**Instructions to follow:**
Transcribe the listing verbatim. Do not carry over any pictures.

**Extracted entries:**
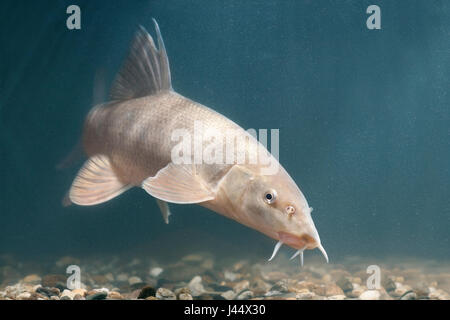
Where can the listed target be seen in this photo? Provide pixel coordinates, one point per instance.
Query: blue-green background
(364, 119)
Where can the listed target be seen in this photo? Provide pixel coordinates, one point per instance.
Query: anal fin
(96, 183)
(164, 207)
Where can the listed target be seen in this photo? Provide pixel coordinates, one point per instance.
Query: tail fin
(146, 69)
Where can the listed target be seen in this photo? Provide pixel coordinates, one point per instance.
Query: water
(363, 116)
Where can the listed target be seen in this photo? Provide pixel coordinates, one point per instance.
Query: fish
(134, 140)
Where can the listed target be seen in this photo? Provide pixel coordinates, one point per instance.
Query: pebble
(134, 280)
(146, 292)
(230, 276)
(49, 292)
(55, 281)
(409, 295)
(229, 295)
(67, 294)
(32, 279)
(165, 294)
(82, 292)
(370, 295)
(196, 286)
(23, 296)
(192, 258)
(304, 294)
(345, 284)
(114, 295)
(245, 295)
(185, 296)
(155, 272)
(241, 285)
(337, 297)
(97, 296)
(123, 277)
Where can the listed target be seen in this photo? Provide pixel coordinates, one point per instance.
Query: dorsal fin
(146, 69)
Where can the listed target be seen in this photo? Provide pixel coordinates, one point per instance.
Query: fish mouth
(299, 242)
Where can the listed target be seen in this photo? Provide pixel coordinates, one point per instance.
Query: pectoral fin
(96, 182)
(164, 207)
(178, 184)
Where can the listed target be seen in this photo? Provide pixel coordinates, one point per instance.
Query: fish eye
(270, 196)
(290, 210)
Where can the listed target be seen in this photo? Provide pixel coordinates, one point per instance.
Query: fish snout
(302, 241)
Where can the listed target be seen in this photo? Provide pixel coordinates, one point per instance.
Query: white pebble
(155, 272)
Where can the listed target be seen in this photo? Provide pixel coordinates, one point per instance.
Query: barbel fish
(131, 142)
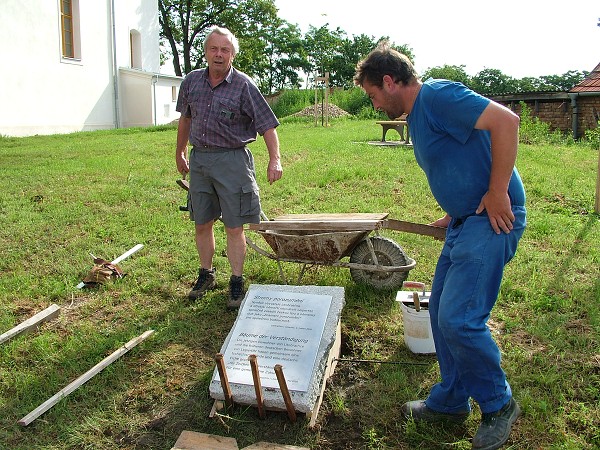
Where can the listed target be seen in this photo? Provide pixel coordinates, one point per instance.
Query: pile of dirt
(309, 111)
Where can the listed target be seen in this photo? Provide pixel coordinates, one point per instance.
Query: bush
(293, 100)
(534, 131)
(592, 136)
(353, 100)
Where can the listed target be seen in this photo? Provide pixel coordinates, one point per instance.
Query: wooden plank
(597, 205)
(332, 217)
(127, 254)
(82, 379)
(417, 228)
(49, 313)
(316, 225)
(191, 440)
(271, 446)
(391, 122)
(334, 354)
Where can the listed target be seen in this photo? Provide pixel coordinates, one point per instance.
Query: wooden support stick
(82, 379)
(257, 387)
(49, 313)
(285, 392)
(224, 380)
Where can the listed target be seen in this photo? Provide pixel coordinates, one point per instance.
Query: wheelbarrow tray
(320, 238)
(318, 247)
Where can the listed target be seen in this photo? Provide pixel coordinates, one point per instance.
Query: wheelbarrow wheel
(388, 253)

**Completed exercise:**
Where can the listed target be seen in this photo? Provide pixel coordinates, one point per instance.
Query: blue-green background
(364, 119)
Where can the listed target be seen in this photo? Provide pixel coordinates, one point per instance.
Query: anal fin
(96, 183)
(164, 207)
Where can the listed target be seen in this photo? Provide pixel coordinates, one point per instance.
Query: tail fin
(146, 69)
Where can the listed target be seen in this photo? Provide pixel coordinates, one point per instance.
Query: water
(363, 116)
Where can the listed target be seen in this photo? Provide pixel coordinates, one point per instance.
Query: fish
(134, 140)
Where can the listed target be seen in this photo? Provide pixel coordinates, one point per instance.
Query: pebble
(134, 280)
(146, 292)
(230, 276)
(49, 292)
(55, 281)
(409, 295)
(229, 295)
(67, 294)
(32, 279)
(165, 294)
(82, 292)
(370, 295)
(196, 286)
(23, 296)
(192, 258)
(304, 294)
(345, 284)
(114, 295)
(245, 295)
(185, 296)
(155, 272)
(241, 285)
(337, 297)
(97, 296)
(123, 277)
Where can the listed target be seen in this photo? Provide pixel coordinates, one point per instance.
Query: dorsal fin
(146, 69)
Where can the listed target be seen in this photo? Provide pixel coordinates, one point per instance.
Query: fish mouth
(299, 242)
Where can the listed target be seen in this photo? Provide pixel coordinates, one point per instance.
Query: pectoral fin
(96, 182)
(164, 207)
(178, 184)
Where can the listed target be seen in this photo? Provide pixel coordinates, one point per instance.
Query: fish eye
(270, 196)
(290, 210)
Where can the listed target be seen in this photo? Provide pixel coordinates, one point per instance.
Query: fish snout
(302, 241)
Where can the listed target be seen in this photo? Provide pixel coordinates, one point per instance.
Query: white pebble
(155, 272)
Where can the listed target be seen in this photo? Provide pixel coordinates, one point per instance.
Query: barbel fish
(131, 142)
Where can the listed target be seen in this photo? Provide pixel coordinates, one point per instance.
Query: pile of dirt
(309, 111)
Where can the listed target be seen in this photo? Provide pixel coordinates, one point per instance.
Query: bush
(293, 100)
(534, 131)
(592, 136)
(353, 100)
Where can the listed target be seen in this photo? Provide pixel coordinates, one point per instance.
Query: wooden plank
(597, 205)
(332, 217)
(127, 254)
(82, 379)
(417, 228)
(49, 313)
(316, 225)
(191, 440)
(271, 446)
(391, 122)
(334, 354)
Where can the listed target be seen in this photo? Provide pixel coordinates, one point per instance.
Query: wooden support stick
(82, 379)
(257, 387)
(49, 313)
(285, 392)
(224, 380)
Where can the listed target be seen in this photo? Provide pixel coordinates, one point per instance.
Query: wheelbarrow tray
(320, 238)
(318, 247)
Where can the listed target be seen in this photo? Provide pixel coordinates, one point per instance.
Query: wheelbarrow wheel
(388, 253)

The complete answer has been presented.